**TEXT BLOCK**
------------
Ashurii Posted November 3, 2015 Posted November 3, 2015 First and foremost I'd like to say that you two sound incompatible. You say you don't want him to treat you like a friend, but that sounds like a piss poor relationship to me. You're completely against swearing and deem it offensive while he uses it casually and without even thinking twice about it while among friends. Not once in this thread, I believe, have I seen someone point out that the most important thing here was his tone of voice. The fact that he said something similarly to how he'd react with another friend and wasn't upset by the hot sauce is glaringly obvious to me that there was nothing hostile in the exchange at all.
------------
**TASKS TO COMPLETE**
A. Answer these questions about the forum post:
(i) What does the poster say about the two people first and foremost?
(ii) What does the poster name as the most important thing here?
(iii) What was he not upset by?
B. Return the stretch of the forum post from "Ashurii Posted November" through "exchange at all.", copied word for word.
C. List everything the forum post says the person called "he" does or did.

**DATA LINES**
------------
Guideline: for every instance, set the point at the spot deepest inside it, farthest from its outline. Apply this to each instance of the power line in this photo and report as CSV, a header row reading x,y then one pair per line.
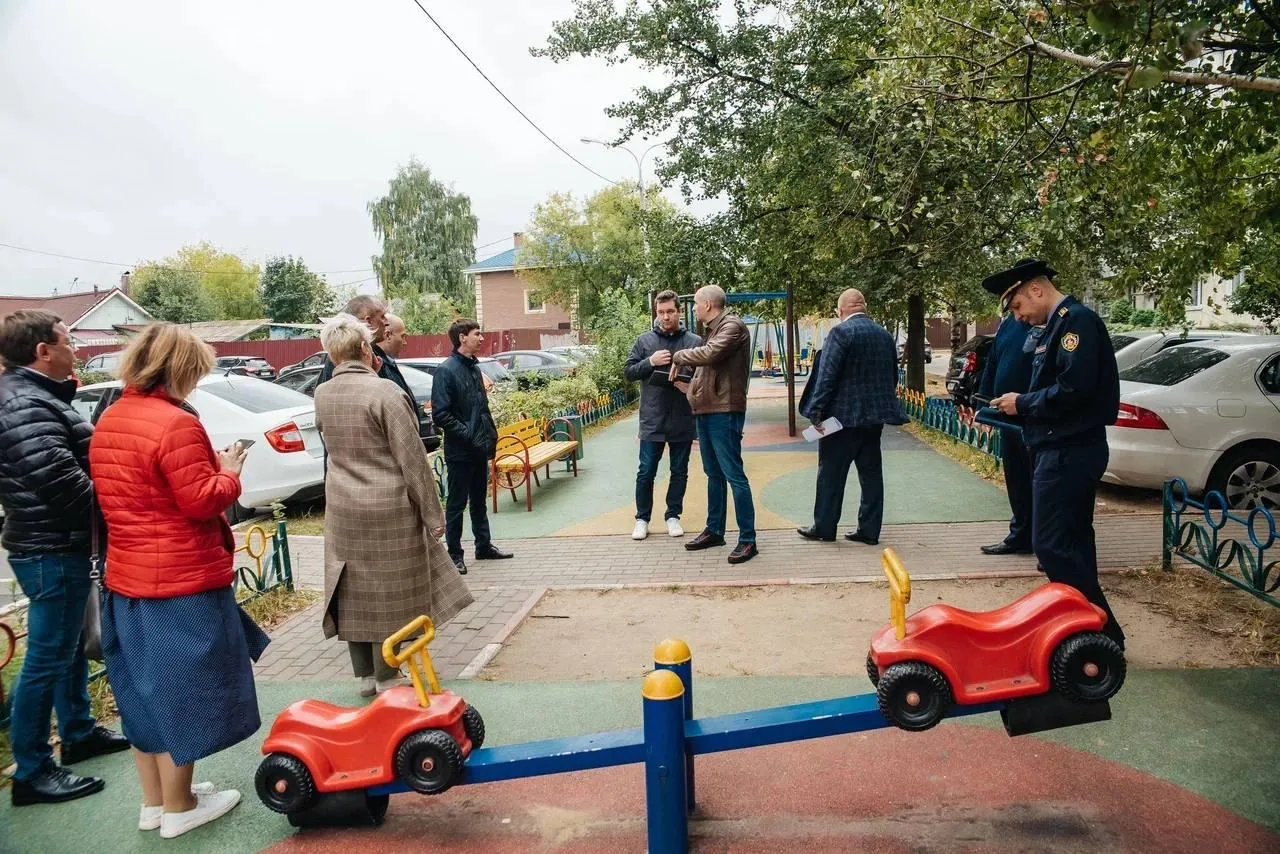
------------
**ANSWERS PROVIDED**
A.
(i) The poster says they sound incompatible.
(ii) The most important thing was his tone of voice.
(iii) He was not upset by the hot sauce.

B.
Ashurii Posted November 3, 2015 Posted November 3, 2015 First and foremost I'd like to say that you two sound incompatible. You say you don't want him to treat you like a friend, but that sounds like a piss poor relationship to me. You're completely against swearing and deem it offensive while he uses it casually and without even thinking twice about it while among friends. Not once in this thread, I believe, have I seen someone point out that the most important thing here was his tone of voice. The fact that he said something similarly to how he'd react with another friend and wasn't upset by the hot sauce is glaringly obvious to me that there was nothing hostile in the exchange at all.

C.
- He uses swearing casually, without thinking twice about it, while among friends.
- He said something similarly to how he'd react with another friend.
- He wasn't upset by the hot sauce.